Requirement =>
Look for the word "field" in the entries and copy every line where it shows up.

Provided data =>
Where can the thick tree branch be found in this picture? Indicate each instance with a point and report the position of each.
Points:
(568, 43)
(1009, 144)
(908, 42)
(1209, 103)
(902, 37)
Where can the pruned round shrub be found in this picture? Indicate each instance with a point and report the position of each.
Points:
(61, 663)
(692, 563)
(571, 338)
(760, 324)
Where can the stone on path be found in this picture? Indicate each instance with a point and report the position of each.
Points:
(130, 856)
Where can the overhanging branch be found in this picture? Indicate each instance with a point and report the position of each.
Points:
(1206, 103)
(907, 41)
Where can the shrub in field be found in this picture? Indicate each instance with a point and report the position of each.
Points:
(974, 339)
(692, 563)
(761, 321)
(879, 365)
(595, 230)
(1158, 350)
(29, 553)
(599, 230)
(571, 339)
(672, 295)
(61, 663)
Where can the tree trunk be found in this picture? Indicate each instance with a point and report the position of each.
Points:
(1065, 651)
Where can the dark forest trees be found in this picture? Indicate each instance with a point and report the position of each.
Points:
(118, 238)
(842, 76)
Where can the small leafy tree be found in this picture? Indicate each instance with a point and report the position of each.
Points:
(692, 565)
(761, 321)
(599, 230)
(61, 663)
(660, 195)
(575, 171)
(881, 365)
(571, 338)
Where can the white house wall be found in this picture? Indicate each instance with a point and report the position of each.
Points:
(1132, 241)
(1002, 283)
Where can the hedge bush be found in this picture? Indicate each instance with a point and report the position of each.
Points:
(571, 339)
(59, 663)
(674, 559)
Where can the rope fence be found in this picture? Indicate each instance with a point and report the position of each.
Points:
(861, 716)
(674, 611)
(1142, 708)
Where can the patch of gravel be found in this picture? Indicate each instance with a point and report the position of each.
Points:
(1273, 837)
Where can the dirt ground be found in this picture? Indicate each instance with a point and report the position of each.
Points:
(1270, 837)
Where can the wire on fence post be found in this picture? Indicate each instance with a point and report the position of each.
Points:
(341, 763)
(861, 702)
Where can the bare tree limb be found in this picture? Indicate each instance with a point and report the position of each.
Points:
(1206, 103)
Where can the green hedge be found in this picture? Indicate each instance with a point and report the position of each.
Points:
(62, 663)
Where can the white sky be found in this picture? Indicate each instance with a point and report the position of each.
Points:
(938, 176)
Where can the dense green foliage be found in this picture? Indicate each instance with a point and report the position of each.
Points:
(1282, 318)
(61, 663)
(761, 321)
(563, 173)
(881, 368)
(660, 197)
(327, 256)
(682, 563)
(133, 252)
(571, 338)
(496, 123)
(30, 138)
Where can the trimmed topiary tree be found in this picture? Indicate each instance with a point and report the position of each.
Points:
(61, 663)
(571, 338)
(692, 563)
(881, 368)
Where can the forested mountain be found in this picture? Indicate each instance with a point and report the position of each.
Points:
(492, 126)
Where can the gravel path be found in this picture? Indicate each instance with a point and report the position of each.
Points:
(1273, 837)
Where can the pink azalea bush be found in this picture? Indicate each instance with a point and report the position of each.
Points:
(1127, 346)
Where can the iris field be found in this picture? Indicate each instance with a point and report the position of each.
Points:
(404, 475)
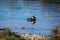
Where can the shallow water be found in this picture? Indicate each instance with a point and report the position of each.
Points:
(13, 15)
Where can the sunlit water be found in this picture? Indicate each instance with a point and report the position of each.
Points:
(14, 15)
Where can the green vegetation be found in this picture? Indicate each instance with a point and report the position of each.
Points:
(6, 34)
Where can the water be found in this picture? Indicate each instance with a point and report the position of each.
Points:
(13, 14)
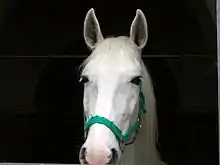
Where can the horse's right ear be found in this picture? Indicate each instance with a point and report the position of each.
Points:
(92, 31)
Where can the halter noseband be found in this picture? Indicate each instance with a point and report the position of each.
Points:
(132, 131)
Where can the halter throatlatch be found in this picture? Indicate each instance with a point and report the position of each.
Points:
(123, 138)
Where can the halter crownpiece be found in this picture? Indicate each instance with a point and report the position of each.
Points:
(132, 131)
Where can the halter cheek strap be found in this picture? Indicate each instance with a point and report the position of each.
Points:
(124, 138)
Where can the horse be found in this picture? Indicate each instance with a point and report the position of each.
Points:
(120, 120)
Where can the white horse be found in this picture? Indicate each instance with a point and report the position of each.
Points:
(117, 91)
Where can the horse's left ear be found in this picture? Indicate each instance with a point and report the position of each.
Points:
(138, 31)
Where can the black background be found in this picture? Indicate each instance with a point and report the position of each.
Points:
(42, 47)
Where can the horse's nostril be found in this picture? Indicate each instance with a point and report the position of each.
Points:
(82, 156)
(113, 157)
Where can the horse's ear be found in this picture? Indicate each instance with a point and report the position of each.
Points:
(92, 32)
(138, 31)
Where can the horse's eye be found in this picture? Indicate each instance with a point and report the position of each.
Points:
(83, 79)
(136, 80)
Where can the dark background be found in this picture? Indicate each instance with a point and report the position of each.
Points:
(42, 47)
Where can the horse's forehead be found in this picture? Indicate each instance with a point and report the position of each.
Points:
(114, 66)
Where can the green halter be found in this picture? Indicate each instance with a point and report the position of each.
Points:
(124, 138)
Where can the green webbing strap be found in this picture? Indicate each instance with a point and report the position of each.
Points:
(113, 127)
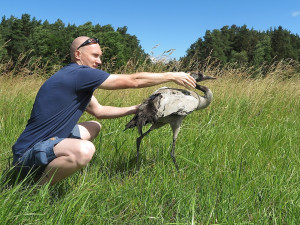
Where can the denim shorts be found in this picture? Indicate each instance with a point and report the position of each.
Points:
(36, 158)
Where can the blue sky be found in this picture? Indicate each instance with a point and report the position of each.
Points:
(171, 24)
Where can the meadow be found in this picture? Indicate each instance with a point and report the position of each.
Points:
(239, 160)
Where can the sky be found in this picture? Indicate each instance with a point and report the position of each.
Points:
(162, 25)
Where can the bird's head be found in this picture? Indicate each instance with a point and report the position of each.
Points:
(200, 77)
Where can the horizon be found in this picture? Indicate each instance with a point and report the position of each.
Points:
(162, 26)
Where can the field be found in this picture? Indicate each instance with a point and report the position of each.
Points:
(239, 161)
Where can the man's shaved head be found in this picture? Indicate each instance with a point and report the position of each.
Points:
(75, 44)
(89, 54)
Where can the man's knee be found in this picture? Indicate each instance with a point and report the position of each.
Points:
(84, 153)
(89, 130)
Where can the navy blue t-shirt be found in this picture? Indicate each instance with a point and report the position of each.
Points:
(59, 103)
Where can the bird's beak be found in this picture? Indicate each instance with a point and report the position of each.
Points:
(207, 78)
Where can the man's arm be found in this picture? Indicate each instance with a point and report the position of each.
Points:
(145, 79)
(108, 112)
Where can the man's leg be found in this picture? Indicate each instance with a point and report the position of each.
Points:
(89, 130)
(72, 154)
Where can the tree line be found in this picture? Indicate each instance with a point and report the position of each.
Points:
(50, 44)
(242, 45)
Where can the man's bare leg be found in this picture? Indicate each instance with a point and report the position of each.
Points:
(72, 154)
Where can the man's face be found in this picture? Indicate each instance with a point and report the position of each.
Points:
(90, 55)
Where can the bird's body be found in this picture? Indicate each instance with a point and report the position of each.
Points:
(169, 106)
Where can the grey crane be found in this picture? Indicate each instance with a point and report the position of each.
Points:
(169, 106)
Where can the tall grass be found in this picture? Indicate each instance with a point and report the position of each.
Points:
(239, 160)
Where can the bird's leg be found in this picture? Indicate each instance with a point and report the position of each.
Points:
(172, 154)
(138, 143)
(176, 128)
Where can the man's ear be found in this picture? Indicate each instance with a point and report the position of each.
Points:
(77, 55)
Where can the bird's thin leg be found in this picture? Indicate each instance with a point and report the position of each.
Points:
(138, 143)
(172, 154)
(176, 128)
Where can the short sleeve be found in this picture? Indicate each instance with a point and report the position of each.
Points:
(88, 79)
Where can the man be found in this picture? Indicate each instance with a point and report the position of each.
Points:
(53, 143)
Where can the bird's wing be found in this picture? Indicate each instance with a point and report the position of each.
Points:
(175, 102)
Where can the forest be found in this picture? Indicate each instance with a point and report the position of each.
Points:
(28, 40)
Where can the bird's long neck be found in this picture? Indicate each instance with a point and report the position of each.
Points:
(205, 100)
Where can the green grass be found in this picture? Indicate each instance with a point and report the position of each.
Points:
(239, 162)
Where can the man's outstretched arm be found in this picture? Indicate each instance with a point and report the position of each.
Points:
(145, 79)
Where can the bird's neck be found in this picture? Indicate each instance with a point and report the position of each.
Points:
(205, 100)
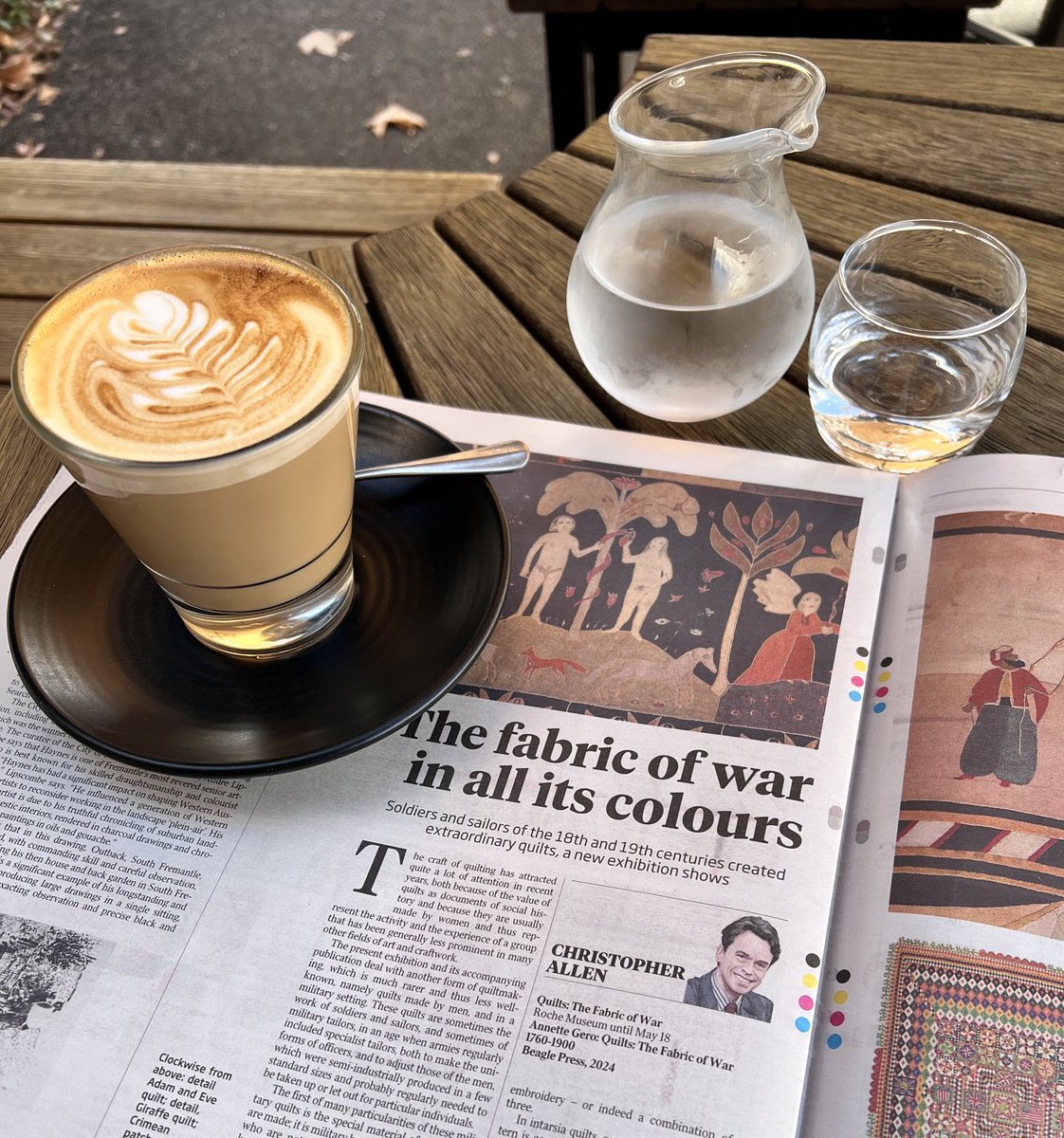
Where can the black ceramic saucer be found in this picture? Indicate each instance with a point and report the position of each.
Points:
(105, 655)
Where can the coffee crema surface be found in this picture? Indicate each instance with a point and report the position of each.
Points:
(185, 354)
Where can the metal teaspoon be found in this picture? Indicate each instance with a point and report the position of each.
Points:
(483, 460)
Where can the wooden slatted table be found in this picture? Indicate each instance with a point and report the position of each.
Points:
(469, 308)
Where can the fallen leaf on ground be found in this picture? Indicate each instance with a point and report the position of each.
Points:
(395, 115)
(324, 41)
(18, 73)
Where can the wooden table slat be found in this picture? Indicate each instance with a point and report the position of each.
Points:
(563, 189)
(376, 375)
(28, 467)
(1005, 80)
(284, 198)
(456, 341)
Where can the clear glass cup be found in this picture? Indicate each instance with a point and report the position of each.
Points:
(249, 540)
(916, 344)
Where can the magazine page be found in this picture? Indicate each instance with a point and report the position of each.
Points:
(510, 916)
(945, 999)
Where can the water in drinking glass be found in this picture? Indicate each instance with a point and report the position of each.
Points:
(916, 344)
(686, 307)
(910, 402)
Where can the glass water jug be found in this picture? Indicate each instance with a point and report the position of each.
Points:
(692, 291)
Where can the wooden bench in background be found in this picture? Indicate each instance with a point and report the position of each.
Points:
(61, 219)
(585, 39)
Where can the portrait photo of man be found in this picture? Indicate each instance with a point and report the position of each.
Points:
(749, 947)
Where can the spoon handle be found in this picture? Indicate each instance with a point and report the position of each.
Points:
(483, 460)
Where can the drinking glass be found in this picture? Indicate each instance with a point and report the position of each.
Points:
(916, 344)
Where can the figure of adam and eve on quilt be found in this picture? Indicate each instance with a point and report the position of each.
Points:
(670, 598)
(981, 828)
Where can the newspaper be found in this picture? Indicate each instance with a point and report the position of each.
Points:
(510, 916)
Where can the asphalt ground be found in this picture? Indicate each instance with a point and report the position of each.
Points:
(226, 83)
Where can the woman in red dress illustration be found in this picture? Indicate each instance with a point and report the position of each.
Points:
(789, 653)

Result of this task =>
Where can the shrub in field be found in this picture? Indicate each instance with a point and report the position of each.
Where can the iris field be found in this picture? Indicate each instance with a point and report the position of each.
Where can the field be found in this picture? Indicate each instance with a point and report the position of each.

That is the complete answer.